:: 文档正文 ::
基于蜣螂优化和优先经验回放机制的深度确定性策略梯度算法

Deep deterministic policy gradient algorithm based on dung beetle optimization and priority experience replay mechanism.

作者信息

Zhu Hengwei, Rong Chuiting, Liu Haorui

机构信息

College of Computer and Information Engineering, Dezhou University, Dezhou, 253023, China.

出版信息

Sci Rep. 2025 Apr 22;15(1):13978. doi: 10.1038/s41598-025-99213-3.

DOI:10.1038/s41598-025-99213-3

PMID:40263605

原文链接:https://pmc.ncbi.nlm.nih.gov/articles/PMC12015412/

Abstract

Reinforcement learning algorithms that handle continuous action spaces have the problem of slow convergence and local optimality. Hence, we propose a deep deterministic policy gradient algorithm based on the dung beetle optimization algorithm (DBOP-DDPG) and priority experience replay mechanism. This method first adopts the simultaneous search policy of multiple populations by introducing the dung beetle optimizer (DBO), which can effectively keep the algorithm from falling into the local optimum solution and improve global optimization capability. Then, we design a criterion for determining the priority of sample data. The experience replay mechanism sampling is improved, and sample data in the experience replay mechanism are stored in three replay mechanisms based on importance for subsequent sampling training to then improve the algorithm's convergence speed. Finally, tests were conducted in three classic control environments of OpenAI Gym. The results showed that the improved method improved the convergence speed by at least 10% compared with the comparison algorithm, and the cumulative reward value was increased by up to 150.
:::
:: 待研究数据 ::
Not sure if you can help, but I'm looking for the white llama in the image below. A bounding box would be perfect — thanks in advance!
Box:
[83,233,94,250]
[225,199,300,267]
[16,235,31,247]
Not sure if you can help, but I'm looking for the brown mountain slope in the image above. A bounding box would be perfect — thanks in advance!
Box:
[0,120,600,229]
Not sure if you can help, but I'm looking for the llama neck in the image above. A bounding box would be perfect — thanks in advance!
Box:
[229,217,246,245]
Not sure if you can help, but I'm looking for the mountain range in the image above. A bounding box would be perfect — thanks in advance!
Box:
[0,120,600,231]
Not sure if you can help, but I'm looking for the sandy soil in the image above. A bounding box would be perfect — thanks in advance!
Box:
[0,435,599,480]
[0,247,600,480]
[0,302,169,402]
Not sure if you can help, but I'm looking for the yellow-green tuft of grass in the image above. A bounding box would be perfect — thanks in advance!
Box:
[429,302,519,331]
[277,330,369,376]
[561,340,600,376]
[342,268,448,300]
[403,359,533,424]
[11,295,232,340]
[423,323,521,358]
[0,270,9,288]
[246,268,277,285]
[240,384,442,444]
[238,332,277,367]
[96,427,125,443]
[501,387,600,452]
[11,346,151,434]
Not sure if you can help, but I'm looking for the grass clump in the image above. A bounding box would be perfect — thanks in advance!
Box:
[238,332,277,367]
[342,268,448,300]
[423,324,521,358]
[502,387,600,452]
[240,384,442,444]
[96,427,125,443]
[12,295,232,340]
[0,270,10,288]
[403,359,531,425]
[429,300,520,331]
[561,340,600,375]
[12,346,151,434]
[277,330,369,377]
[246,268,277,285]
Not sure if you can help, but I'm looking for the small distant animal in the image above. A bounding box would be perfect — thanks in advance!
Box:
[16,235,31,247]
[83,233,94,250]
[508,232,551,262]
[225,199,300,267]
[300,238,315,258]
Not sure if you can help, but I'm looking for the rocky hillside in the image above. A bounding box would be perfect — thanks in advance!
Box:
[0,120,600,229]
:::
### 你的任务
续写上面这篇介绍蜣螂优化与优先经验回放深度确定性策略梯度算法的文档，从其最后一句之后接着写。

### 输出如下
摘要

处理连续动作空间的强化学习算法存在收敛速度慢和局部最优的问题。因此，我们提出了一种基于蜣螂优化算法（DBOP-DDPG）和优先经验回放机制的深度确定性策略梯度算法。该方法首先通过引入蜣螂优化器（DBO）采用多种群同步搜索策略，能有效防止算法陷入局部最优解，提高全局优化能力。然后，我们设计了一种确定样本数据优先级的准则。改进了经验回放机制采样，将经验回放机制中的样本数据按重要性存储在三种回放机制中，以便后续采样训练，从而提高算法的收敛速度。最后，在OpenAI Gym的三个经典控制环境中进行了测试。结果表明，与对比算法相比，改进后的方法收敛速度提高了至少10%，累积奖励值提高了多达150。